■ PROBLEM REQUIREMENTS: Your task is to transcribe the data in full.

Records from a data source

'''

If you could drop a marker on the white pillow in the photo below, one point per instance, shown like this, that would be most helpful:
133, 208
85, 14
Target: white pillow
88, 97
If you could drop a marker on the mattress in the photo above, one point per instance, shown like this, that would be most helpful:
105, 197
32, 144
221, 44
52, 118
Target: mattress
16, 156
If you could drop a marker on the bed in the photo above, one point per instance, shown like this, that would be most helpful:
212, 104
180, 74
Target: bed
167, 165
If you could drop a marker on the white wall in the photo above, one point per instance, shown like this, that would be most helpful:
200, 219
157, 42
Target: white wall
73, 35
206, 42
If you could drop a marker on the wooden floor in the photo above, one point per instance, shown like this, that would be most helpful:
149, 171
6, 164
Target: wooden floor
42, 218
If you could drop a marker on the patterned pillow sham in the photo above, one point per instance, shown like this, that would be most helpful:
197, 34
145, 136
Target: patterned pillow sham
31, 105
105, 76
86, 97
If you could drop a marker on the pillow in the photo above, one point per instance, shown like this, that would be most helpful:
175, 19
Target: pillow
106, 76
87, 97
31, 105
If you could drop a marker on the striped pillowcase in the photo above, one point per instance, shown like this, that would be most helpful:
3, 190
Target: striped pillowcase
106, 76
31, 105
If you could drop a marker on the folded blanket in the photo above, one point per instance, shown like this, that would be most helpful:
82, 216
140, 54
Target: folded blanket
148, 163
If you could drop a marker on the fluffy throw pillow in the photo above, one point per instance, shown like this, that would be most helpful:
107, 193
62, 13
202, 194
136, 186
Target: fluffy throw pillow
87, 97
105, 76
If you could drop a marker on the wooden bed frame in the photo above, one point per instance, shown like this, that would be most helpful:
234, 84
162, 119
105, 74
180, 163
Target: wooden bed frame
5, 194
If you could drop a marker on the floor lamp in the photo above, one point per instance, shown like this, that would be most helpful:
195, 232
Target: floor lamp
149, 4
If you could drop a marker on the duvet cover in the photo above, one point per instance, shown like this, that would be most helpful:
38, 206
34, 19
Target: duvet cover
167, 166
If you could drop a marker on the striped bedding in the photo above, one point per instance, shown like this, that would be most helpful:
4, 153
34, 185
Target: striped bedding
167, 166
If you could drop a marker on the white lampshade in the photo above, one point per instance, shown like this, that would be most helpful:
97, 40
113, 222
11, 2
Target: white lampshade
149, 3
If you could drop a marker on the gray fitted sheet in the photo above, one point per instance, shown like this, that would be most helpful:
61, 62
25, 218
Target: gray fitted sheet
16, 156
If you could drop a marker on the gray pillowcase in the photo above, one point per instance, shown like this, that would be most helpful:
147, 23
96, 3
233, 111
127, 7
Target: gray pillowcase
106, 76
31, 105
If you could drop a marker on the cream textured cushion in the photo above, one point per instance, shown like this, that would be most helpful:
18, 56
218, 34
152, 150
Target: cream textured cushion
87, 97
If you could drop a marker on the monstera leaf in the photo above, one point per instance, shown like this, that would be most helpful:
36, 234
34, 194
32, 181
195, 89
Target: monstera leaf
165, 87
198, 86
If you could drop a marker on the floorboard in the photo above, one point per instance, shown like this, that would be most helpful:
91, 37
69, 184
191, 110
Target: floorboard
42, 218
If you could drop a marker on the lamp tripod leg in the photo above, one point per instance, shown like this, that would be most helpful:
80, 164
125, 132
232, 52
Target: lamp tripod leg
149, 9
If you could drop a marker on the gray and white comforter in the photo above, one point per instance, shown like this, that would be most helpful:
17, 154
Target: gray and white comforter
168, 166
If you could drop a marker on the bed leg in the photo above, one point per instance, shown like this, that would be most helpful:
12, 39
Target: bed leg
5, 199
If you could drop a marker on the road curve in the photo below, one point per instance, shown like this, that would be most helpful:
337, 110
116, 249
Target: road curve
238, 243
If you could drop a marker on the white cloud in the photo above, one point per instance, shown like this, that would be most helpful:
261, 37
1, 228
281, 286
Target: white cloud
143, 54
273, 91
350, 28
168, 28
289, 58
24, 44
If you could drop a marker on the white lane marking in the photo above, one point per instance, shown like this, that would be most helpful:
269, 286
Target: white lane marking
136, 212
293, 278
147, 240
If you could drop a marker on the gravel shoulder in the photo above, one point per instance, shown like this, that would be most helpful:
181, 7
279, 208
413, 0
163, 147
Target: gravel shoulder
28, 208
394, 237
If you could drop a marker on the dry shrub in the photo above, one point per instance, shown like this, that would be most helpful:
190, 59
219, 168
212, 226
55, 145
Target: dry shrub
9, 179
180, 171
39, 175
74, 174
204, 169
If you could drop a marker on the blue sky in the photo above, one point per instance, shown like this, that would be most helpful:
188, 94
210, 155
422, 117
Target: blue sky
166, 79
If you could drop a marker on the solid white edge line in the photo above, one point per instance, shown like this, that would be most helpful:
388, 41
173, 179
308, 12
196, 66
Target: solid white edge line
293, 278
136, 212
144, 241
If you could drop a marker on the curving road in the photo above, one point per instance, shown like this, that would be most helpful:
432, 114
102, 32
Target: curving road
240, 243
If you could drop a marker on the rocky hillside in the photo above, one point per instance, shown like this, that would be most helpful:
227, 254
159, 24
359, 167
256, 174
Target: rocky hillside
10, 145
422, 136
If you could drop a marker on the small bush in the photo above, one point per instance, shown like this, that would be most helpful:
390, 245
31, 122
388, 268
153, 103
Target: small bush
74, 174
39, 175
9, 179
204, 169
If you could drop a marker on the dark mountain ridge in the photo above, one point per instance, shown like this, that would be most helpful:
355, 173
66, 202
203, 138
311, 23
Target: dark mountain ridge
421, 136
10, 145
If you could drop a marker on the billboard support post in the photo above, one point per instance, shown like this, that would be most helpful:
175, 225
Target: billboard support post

'''

■ RESULT OF THIS EXERCISE:
If you could drop a marker on the white pillow in the photo below, one point per instance, shown like this, that would be most helpful:
133, 208
85, 14
Target: white pillow
88, 97
If you could drop a marker on the mattress in the photo above, one point per instance, shown like this, that would be most helpful:
105, 197
32, 144
221, 44
52, 118
Target: mattress
16, 156
If you could drop a marker on the bed in the photo above, one point per instance, shown like this, that would be most helpful:
212, 104
180, 74
Target: bed
167, 165
If you could drop a marker on the white wall in the photo above, one point per instance, shown like this, that would be most helpful:
200, 219
157, 42
Target: white wall
73, 35
206, 42
If you could drop a marker on the wooden floor in the photo above, one point per instance, shown like this, that would be most helpful:
149, 171
6, 164
Target: wooden floor
42, 218
If you could drop a marker on the patterned pillow sham in the photo above, one point per instance, shown like this, that would be most helpful:
197, 34
145, 136
Target: patterned pillow sham
31, 105
105, 76
86, 97
If you could drop a marker on the pillow in the photo above, one point per instance, shown like this, that would be most helpful:
175, 19
Target: pillow
106, 76
87, 97
31, 105
If you could drop a marker on the striped pillowcase in the photo above, one point per instance, shown like this, that would be most helpful:
3, 190
Target: striped pillowcase
106, 76
31, 105
If you could drop a marker on the folded blanket in the photo above, one point per instance, shown like this, that would be most helpful:
82, 216
140, 54
Target: folded blanket
148, 163
If you could drop a marker on the fluffy throw pillow in the photo above, one point per instance, shown like this, that would be most helpful:
107, 193
62, 13
202, 194
136, 186
Target: fluffy throw pillow
87, 97
105, 76
If you could drop a marker on the wooden bed frame in the photo above, one point per instance, shown like this, that would be most helpful:
234, 84
162, 119
105, 74
180, 163
Target: wooden bed frame
5, 194
If you could drop a marker on the floor lamp in the photo above, one point per instance, shown like this, that would be most helpful:
195, 232
Target: floor lamp
149, 4
If you could drop a marker on the duvet cover in the photo above, one point per instance, shown like this, that would be most helpful:
38, 206
34, 19
Target: duvet cover
167, 166
If you could drop a marker on the striped bedding in the photo above, one point per instance, shown like this, that would be most helpful:
4, 153
34, 185
Target: striped bedding
167, 166
If you could drop a marker on the white lampshade in the photo above, one point per instance, shown like this, that would be most helpful:
97, 40
113, 222
11, 2
Target: white lampshade
149, 3
If you could drop a marker on the gray fitted sheet in the photo above, one point per instance, shown like this, that would be most helpful:
61, 62
25, 218
Target: gray fitted sheet
16, 156
If you could drop a marker on the gray pillowcase in the photo above, one point per instance, shown like this, that would be most helpful:
147, 23
96, 3
233, 111
127, 7
Target: gray pillowcase
106, 76
31, 105
If you could drop a marker on the cream textured cushion in the photo above, one point per instance, shown like this, that would be most helpful:
18, 56
218, 34
152, 150
Target: cream textured cushion
87, 97
If you could drop a marker on the monstera leaf in the photo above, one point per instance, shown like this, that would be most helpful:
36, 234
34, 194
32, 181
195, 89
Target: monstera leaf
165, 87
198, 86
If you could drop a marker on the floorboard in the photo above, one point per instance, shown like this, that would be most helpful:
91, 37
69, 184
191, 110
Target: floorboard
42, 218
If you could drop a marker on the lamp tripod leg in the photo above, one point per instance, shown like this, that would be most helpful:
80, 164
125, 132
232, 52
Target: lamp tripod leg
149, 9
If you could drop a marker on the gray and white comforter in the photo above, one point per instance, shown like this, that would be most helpful:
17, 154
Target: gray and white comforter
168, 166
If you could drop a marker on the bed leg in the photo above, one point per instance, shown like this, that would be most helpful:
12, 39
Target: bed leg
5, 199
If you could drop a marker on the road curve in the photo below, one point per instance, shown like this, that would be most helpful:
337, 110
116, 249
Target: road curve
238, 243
If you could drop a marker on the white cloud in the photo above, one point per instance, shown like this, that would be most helpful:
261, 37
1, 228
281, 286
Target: white cloud
143, 54
273, 91
350, 28
168, 28
289, 58
24, 44
If you could drop a marker on the white lane marking in the photo above, one point per instance, shown like this, that would be most helpful:
269, 286
Target: white lane marking
136, 212
293, 278
147, 240
If you could drop a marker on the gravel shoulder in the photo above, one point per instance, shown like this, that would be most helpful:
181, 7
279, 208
413, 0
163, 147
Target: gravel shoulder
28, 208
394, 237
If you could drop a marker on the dry shrub in the photo above, one point per instance, shown like this, that would be most helpful:
190, 59
219, 168
212, 226
55, 145
Target: dry shrub
9, 179
180, 171
39, 175
74, 174
204, 169
If you could drop a marker on the blue sky in the photo above, one point per instance, shown like this, that would be most helpful:
188, 94
210, 155
422, 117
Target: blue sky
166, 79
If you could drop a marker on the solid white edge line in the photo above, one point per instance, shown like this, that would be most helpful:
388, 41
173, 179
308, 12
196, 66
Target: solid white edge line
293, 278
136, 212
144, 241
If you could drop a marker on the curving road in the photo above, one point per instance, shown like this, that would be most helpful:
432, 114
102, 32
Target: curving road
240, 243
If you could drop a marker on the rocky hillside in the photo above, one point per instance, shown like this, that would be most helpful:
227, 254
159, 24
359, 167
256, 174
Target: rocky hillside
10, 145
422, 136
If you could drop a marker on the small bush in the photo above, one point per instance, shown like this, that would be most helpful:
390, 245
31, 122
388, 268
153, 103
Target: small bush
74, 174
39, 175
9, 179
204, 169
If you could drop a marker on the dark mountain ridge in the photo above, one point per instance, shown like this, that would be most helpful:
355, 173
66, 202
203, 138
311, 23
Target: dark mountain ridge
421, 136
10, 145
If you could drop a marker on the billboard support post in the photo above, one point per instance, shown like this, that would be most helpful:
175, 225
Target: billboard support post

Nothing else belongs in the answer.